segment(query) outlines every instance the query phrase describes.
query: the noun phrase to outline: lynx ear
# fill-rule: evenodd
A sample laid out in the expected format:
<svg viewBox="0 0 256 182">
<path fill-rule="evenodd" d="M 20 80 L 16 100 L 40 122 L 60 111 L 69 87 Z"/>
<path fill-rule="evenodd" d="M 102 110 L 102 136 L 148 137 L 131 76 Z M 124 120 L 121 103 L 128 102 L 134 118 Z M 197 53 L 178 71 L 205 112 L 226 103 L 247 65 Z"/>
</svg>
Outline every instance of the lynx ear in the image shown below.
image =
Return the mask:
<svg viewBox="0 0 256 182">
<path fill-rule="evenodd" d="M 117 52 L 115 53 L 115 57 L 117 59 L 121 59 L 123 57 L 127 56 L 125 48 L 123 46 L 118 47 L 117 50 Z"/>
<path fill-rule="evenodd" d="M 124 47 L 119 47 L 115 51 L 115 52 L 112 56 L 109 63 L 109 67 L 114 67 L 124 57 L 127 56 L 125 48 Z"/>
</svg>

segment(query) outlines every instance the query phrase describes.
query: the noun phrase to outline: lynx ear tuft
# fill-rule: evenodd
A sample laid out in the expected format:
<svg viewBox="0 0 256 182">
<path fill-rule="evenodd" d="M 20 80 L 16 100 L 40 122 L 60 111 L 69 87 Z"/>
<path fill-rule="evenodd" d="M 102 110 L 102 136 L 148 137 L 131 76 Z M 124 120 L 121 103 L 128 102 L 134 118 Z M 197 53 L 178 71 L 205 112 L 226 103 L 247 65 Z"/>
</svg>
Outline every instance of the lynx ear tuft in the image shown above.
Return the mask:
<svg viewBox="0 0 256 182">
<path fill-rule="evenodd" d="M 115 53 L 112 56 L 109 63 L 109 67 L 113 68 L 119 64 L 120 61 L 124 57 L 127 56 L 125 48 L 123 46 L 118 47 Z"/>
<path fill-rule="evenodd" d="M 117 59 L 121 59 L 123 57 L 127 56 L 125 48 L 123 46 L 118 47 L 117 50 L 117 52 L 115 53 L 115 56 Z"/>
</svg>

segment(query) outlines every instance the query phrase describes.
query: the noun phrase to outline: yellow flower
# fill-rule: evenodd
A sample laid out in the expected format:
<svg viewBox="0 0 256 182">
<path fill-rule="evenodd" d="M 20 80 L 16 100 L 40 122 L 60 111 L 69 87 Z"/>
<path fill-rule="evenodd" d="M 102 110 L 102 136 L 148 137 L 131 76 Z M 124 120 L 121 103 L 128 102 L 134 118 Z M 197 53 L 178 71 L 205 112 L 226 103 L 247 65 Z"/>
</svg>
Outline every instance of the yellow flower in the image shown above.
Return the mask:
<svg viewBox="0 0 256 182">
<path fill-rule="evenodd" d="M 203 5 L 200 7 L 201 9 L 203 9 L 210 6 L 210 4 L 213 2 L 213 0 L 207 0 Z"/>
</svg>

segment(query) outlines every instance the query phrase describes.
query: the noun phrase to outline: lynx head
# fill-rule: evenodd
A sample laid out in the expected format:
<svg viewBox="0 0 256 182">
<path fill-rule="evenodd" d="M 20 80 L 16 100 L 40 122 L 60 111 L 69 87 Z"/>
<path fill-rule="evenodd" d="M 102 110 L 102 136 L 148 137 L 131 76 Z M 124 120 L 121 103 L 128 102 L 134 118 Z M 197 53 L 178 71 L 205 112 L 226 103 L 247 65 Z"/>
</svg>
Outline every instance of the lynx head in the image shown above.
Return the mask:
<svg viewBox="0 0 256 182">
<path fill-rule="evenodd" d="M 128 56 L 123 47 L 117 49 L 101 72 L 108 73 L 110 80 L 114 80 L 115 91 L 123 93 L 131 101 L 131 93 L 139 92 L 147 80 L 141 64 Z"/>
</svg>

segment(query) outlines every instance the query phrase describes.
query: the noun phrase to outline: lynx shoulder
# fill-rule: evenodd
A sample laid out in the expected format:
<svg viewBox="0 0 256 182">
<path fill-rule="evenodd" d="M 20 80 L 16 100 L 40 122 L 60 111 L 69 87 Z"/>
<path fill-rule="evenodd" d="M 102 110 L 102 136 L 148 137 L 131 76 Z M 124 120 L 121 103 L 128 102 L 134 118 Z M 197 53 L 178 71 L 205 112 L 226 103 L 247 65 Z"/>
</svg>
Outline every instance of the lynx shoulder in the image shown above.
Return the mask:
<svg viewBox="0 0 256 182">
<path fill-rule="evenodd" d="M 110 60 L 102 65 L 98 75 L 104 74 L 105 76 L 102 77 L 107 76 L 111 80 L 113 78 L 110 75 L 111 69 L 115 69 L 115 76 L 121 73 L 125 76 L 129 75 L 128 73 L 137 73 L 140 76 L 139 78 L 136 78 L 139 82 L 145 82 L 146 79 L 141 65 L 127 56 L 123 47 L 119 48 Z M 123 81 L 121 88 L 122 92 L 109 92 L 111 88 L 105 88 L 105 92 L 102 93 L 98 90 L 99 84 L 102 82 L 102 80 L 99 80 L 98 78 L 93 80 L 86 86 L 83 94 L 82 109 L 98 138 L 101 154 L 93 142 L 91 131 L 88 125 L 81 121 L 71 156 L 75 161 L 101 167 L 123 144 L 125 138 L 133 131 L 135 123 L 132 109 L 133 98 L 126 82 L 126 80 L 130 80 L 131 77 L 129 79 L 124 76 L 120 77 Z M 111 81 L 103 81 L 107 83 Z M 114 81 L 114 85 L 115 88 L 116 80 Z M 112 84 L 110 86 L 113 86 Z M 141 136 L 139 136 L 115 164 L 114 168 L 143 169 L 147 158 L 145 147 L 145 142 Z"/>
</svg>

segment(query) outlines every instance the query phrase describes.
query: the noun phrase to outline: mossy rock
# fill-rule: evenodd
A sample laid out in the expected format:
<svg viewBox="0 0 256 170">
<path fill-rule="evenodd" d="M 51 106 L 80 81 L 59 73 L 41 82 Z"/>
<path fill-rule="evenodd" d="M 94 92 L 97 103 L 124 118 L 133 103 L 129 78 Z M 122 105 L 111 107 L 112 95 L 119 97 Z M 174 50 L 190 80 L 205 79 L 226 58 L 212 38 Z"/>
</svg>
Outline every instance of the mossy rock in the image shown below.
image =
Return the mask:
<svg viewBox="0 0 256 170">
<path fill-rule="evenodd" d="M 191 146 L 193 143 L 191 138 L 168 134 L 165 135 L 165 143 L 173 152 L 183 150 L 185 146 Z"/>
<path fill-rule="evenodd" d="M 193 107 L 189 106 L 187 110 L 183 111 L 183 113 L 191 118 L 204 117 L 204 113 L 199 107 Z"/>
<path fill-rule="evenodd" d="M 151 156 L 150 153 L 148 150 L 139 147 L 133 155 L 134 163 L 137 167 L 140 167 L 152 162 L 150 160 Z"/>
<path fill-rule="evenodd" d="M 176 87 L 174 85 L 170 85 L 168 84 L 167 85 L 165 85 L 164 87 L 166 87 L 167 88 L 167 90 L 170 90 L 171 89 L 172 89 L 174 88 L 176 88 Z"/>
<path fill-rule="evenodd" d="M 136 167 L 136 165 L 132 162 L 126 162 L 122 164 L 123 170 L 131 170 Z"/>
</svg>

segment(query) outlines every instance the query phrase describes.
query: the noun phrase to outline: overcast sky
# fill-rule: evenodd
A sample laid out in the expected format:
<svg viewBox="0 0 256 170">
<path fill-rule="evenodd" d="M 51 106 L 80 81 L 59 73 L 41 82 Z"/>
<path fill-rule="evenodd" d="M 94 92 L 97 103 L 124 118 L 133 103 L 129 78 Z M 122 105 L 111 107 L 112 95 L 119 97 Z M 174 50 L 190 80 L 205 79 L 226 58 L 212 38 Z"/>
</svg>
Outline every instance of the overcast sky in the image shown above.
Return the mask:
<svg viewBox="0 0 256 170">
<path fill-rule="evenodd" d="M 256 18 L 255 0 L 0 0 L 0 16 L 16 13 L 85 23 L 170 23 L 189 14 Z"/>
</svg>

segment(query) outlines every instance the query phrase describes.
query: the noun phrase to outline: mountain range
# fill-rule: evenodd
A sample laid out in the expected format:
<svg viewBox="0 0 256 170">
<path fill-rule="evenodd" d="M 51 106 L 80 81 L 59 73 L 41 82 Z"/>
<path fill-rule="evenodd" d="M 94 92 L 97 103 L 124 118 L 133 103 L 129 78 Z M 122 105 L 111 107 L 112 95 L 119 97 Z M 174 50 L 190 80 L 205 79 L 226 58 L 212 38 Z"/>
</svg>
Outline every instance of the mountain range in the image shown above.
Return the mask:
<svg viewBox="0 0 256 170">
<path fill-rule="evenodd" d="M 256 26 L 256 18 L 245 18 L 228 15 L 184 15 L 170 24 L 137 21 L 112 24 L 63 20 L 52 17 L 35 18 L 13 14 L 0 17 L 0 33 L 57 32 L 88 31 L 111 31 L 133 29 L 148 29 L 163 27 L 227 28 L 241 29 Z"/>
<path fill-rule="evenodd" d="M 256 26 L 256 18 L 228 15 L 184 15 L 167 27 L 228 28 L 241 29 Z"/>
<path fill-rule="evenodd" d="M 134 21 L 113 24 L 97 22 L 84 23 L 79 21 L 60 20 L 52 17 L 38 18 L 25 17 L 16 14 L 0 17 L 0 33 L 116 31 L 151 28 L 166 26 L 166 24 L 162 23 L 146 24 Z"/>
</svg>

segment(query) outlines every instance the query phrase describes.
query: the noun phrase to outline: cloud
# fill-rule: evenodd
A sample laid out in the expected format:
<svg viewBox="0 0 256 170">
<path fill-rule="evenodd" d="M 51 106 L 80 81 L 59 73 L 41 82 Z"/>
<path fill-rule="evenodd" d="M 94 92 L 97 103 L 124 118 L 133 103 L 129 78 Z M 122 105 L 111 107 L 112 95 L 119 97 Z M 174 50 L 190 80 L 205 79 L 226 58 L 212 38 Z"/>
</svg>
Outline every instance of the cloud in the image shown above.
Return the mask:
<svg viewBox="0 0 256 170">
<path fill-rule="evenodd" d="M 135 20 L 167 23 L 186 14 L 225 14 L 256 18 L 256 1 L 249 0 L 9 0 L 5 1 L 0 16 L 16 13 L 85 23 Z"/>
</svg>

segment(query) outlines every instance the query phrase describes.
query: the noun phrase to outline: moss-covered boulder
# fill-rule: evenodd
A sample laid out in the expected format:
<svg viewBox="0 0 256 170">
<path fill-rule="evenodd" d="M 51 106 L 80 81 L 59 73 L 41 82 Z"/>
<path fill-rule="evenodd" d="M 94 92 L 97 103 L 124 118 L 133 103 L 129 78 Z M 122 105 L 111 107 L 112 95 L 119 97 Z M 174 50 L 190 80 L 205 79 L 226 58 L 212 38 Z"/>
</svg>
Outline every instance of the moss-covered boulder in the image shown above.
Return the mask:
==*==
:: GOAL OF THE EXERCISE ::
Identify every line of the listing above that contains the word "mountain", and copy each one.

:: FINAL RESULT ::
query: the noun phrase to outline: mountain range
Outline every instance of the mountain range in the image shown above.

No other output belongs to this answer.